--- Start QUOTED PASSAGE ---

Wheelie Bin Roundup 15th January

Wheelie Bin News Roundup 15th January

Liverpool council admitted that the reason they have purple wheelie bins is that they didn’t want to start a fight among football fans. The council were offered red bins when they introduced wheelies in 2000, but they feared that this would upset Everton fans in the city, so they decided on purple.

Nevertheless, the bins were still controversial when they were first introduced. Some residents branded them ‘Daleks,’ and others even threatened to dump their bins on the town hall steps because they disliked them so much. Residents living in Victorian homes in a conservation area were particularly angry at having the bins on their street.

The residents threatened to take legal action against the council, which prompted them to decide that residents could buy their own bins in whatever colour they wanted if they objected to the purple bins.

Residents in Warrington have been asked to dispose of used batteries appropriately and carefully after a discarded battery caused a bin lorry to catch fire for the second time in under a year.

--- End QUOTED PASSAGE ---

▶ **TASKS**
1. Decide whether each statement agrees with the wheelie bin roundup: (a) Liverpool council chose purple bins to avoid upsetting Everton fans; (b) Liverpool introduced wheelie bins in 2010; (c) in Warrington, a discarded battery set a bin lorry on fire for the first time. For each, answer yes or no and quote the words of the roundup that decide it.
2. Write out the wheelie bin roundup starting with "Liverpool council admitted" and going on through "on their street.".

--- Start RECORD EXCERPTS ---

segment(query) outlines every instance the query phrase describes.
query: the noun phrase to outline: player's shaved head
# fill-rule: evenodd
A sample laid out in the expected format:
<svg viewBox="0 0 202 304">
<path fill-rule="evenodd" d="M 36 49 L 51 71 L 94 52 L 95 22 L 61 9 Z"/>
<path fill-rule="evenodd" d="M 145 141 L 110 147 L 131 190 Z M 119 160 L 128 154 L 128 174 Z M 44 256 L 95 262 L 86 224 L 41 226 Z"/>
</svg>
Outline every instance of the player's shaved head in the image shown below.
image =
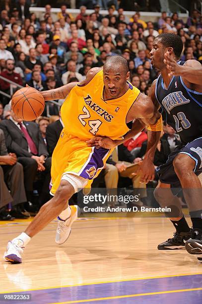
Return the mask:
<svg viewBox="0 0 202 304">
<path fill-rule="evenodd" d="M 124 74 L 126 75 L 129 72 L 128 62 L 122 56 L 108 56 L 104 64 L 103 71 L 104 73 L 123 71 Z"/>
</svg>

--- End RECORD EXCERPTS ---
--- Start RECORD EXCERPTS ---

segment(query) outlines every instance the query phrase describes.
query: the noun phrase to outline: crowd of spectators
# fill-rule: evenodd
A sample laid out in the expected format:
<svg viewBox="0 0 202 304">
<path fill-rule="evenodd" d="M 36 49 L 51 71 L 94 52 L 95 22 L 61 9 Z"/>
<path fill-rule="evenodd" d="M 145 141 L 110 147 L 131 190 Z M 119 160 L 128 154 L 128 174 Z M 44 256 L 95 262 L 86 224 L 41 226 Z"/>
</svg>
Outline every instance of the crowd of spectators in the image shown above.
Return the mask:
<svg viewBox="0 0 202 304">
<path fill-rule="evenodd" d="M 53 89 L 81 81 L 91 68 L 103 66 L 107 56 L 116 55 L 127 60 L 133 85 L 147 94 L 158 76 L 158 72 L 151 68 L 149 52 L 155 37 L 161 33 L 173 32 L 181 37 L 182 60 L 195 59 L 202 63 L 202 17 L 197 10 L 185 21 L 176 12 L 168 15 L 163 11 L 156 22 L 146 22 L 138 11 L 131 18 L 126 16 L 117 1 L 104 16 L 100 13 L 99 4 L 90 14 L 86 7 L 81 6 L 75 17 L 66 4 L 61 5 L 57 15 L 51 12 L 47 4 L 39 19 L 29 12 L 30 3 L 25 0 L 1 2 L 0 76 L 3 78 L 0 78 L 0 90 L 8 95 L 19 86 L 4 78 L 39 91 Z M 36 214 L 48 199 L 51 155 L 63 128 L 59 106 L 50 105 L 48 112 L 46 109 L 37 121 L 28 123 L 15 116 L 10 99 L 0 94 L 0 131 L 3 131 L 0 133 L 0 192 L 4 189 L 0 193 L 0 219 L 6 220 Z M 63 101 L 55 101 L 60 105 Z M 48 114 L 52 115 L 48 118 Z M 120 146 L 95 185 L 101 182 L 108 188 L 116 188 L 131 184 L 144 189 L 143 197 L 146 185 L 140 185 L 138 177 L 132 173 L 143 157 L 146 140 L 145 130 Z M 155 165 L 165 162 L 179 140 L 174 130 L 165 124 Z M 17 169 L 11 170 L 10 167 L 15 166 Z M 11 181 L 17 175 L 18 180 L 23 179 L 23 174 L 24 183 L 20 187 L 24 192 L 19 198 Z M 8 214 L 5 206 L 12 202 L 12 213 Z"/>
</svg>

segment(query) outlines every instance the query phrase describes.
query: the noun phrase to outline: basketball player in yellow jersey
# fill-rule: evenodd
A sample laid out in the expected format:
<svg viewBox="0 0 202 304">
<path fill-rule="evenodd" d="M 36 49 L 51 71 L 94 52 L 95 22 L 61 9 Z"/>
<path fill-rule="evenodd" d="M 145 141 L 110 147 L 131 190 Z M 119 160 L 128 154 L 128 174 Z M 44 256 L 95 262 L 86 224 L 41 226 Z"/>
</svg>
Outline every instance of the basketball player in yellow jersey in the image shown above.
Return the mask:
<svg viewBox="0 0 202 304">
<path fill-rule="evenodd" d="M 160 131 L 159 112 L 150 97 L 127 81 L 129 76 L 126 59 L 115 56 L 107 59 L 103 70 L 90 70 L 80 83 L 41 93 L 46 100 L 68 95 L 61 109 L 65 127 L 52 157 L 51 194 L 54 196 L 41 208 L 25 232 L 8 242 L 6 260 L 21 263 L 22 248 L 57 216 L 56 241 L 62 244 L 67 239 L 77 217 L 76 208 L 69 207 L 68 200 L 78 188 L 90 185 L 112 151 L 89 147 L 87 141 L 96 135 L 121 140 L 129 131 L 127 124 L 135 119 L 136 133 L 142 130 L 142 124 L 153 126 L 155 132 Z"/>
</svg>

--- End RECORD EXCERPTS ---
--- Start RECORD EXCERPTS ---

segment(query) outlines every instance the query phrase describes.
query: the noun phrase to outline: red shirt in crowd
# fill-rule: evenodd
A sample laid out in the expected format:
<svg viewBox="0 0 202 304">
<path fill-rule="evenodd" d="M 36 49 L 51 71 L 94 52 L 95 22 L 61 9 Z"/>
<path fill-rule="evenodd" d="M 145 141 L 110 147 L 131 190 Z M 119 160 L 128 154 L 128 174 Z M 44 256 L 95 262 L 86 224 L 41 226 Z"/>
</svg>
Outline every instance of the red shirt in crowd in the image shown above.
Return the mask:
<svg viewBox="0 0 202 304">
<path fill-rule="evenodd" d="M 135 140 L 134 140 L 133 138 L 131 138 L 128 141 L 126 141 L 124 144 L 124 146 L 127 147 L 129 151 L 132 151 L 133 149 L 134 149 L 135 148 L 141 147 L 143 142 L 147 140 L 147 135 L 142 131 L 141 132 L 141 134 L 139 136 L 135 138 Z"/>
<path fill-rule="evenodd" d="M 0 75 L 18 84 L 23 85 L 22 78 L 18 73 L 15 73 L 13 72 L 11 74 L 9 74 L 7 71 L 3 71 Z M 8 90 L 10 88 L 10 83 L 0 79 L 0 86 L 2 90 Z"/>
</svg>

--- End RECORD EXCERPTS ---

▶ **RESULTS FOR EACH TASK**
1.
(a) Yes: "they feared that this would upset Everton fans in the city, so they decided on purple."
(b) No: "when they introduced wheelies in 2000"
(c) No: "for the second time in under a year"

2.
Liverpool council admitted that the reason they have purple wheelie bins is that they didn’t want to start a fight among football fans. The council were offered red bins when they introduced wheelies in 2000, but they feared that this would upset Everton fans in the city, so they decided on purple.

Nevertheless, the bins were still controversial when they were first introduced. Some residents branded them ‘Daleks,’ and others even threatened to dump their bins on the town hall steps because they disliked them so much. Residents living in Victorian homes in a conservation area were particularly angry at having the bins on their street.